Point annotation records
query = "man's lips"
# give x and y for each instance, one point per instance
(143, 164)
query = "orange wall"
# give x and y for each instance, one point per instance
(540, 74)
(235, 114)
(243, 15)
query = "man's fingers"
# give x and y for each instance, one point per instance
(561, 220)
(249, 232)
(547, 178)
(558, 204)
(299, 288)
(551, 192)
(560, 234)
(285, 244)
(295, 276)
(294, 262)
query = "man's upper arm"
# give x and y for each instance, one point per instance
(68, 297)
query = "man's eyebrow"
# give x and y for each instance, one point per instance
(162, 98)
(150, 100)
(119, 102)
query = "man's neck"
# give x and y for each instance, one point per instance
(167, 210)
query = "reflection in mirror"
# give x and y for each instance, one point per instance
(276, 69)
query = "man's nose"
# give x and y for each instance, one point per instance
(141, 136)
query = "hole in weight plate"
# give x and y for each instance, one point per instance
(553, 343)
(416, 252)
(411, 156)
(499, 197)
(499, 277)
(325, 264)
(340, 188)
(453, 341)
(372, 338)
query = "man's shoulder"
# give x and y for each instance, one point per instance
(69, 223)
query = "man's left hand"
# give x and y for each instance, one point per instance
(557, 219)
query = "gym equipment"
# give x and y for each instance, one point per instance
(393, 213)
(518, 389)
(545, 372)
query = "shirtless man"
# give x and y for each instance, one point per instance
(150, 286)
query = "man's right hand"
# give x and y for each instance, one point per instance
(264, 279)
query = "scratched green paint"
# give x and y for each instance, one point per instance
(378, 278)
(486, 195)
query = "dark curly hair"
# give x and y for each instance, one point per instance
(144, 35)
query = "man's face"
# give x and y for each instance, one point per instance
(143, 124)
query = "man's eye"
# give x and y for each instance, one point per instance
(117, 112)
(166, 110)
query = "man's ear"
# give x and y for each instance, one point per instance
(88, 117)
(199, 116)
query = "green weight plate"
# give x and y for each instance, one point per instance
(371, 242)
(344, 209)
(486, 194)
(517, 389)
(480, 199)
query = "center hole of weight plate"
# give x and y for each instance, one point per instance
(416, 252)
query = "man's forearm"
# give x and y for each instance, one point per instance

» EXERCISE DETAILS
The lines to quote run from the one containing "hole of weight" through the final line of the material above; please give them exactly, both ends included, and nothing else.

» RESULT
query = "center hole of weight plate"
# give x and y for each instance, one point per instance
(416, 252)
query = "man's forearm"
# give x and y for each instance, one point per instance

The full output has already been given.